## [GOAL]
Answer these questions from the Wireshark vulnerability text below:
1. Which function contains the unchecked recursion?
2. What command does the text give for reducing the stack size limit?
3. Which version should users of the 4.4.x branch upgrade to?

## [SOURCE PASSAGE]
⟨

Can you explain this vulnerability to me?
CVE-2026-5408 is a vulnerability in the BT-DHT protocol dissector of Wireshark versions 4.6.0 to 4.6.4 and 4.4.0 to 4.4.14. It is caused by unchecked recursion in the dissect_bencoded_list() function, which processes deeply nested bencoded lists in BT-DHT packets. This unchecked recursion consumes stack memory at each level, potentially leading to a stack overflow and causing Wireshark to crash.
An attacker can craft a specially designed UDP packet with a large number of nested lists (up to 32,000), which can exhaust the stack space on systems with limited stack size (around 1MB or less), triggering a segmentation fault and crashing Wireshark.
The issue occurs especially when using the 'Decode As' feature on systems with reduced stack limits, while systems with default larger stack sizes (e.g., 8MB) are not affected.
How can this vulnerability impact me? :
This vulnerability can cause Wireshark to crash or become unresponsive when processing maliciously crafted BT-DHT packets or packet trace files containing deeply nested bencoded lists.
An attacker could exploit this by injecting malformed packets or tricking a user into opening a malicious packet capture file, leading to a denial of service (DoS) condition on the system running Wireshark.
Additionally, the vulnerability may cause excessive CPU usage during the processing of such malformed packets.
How can this vulnerability be detected on my network or system? Can you suggest some commands?
This vulnerability involves a crash in Wireshark's BT-DHT dissector triggered by deeply nested bencoded lists in BT-DHT packets. Detection involves identifying malformed or malicious BT-DHT packets with excessive nesting.
One way to detect potential exploitation attempts is to monitor for unusually large or deeply nested BT-DHT UDP packets, especially those approaching 64KB in size with complex nested structures.
On systems where Wireshark is used, you can reproduce or detect the issue by running Wireshark with a reduced stack size limit and attempting to decode suspicious BT-DHT packets using the 'Decode As' feature.
A relevant command to simulate the environment where the crash occurs is to reduce the stack size limit using:
- ulimit -s 1024
Then, open or analyze BT-DHT traffic in Wireshark to see if the crash or excessive recursion occurs.
What immediate steps should I take to mitigate this vulnerability?
The primary mitigation step is to upgrade Wireshark to a fixed version that addresses this vulnerability.
- Upgrade to Wireshark version 4.6.5 or later if you are using the 4.6.x branch.
- Upgrade to Wireshark version 4.4.15 or later if you are using the 4.4.x branch.
Avoid opening suspicious or untrusted packet capture files that may contain malformed BT-DHT packets.
If possible, increase the stack size limit on systems running Wireshark to prevent crashes caused by stack exhaustion.

⟩

## [EXTRACTED MATERIAL]
⟨

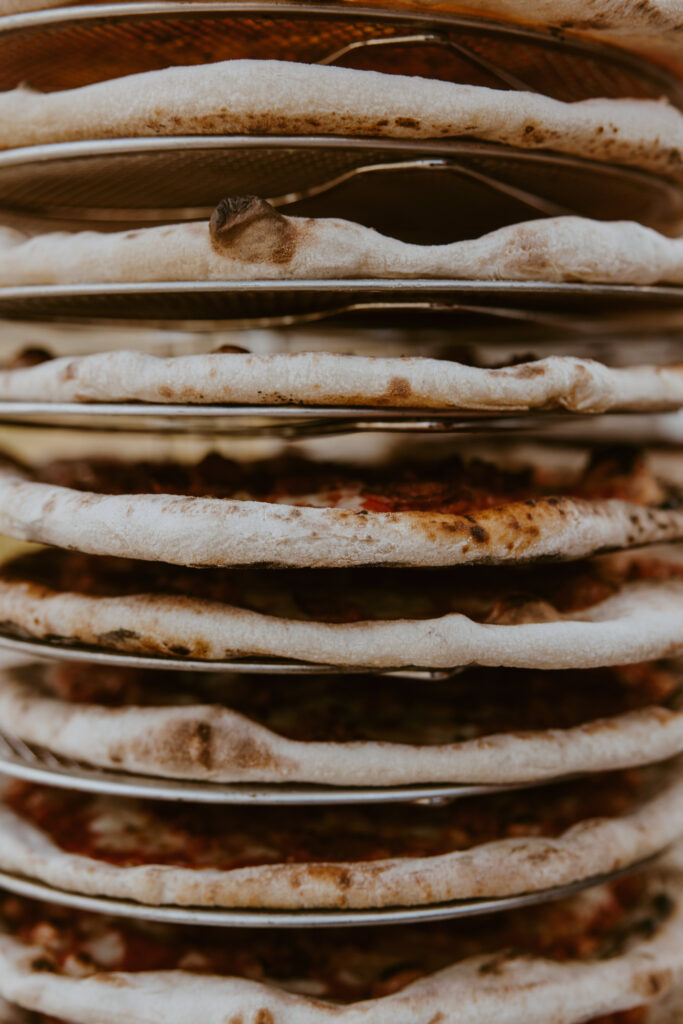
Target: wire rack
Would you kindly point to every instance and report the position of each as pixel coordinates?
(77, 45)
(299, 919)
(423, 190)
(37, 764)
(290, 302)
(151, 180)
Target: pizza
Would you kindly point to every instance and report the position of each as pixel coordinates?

⟩

## [SOLUTION]
1. dissect_bencoded_list()
2. ulimit -s 1024
3. Wireshark version 4.4.15 or later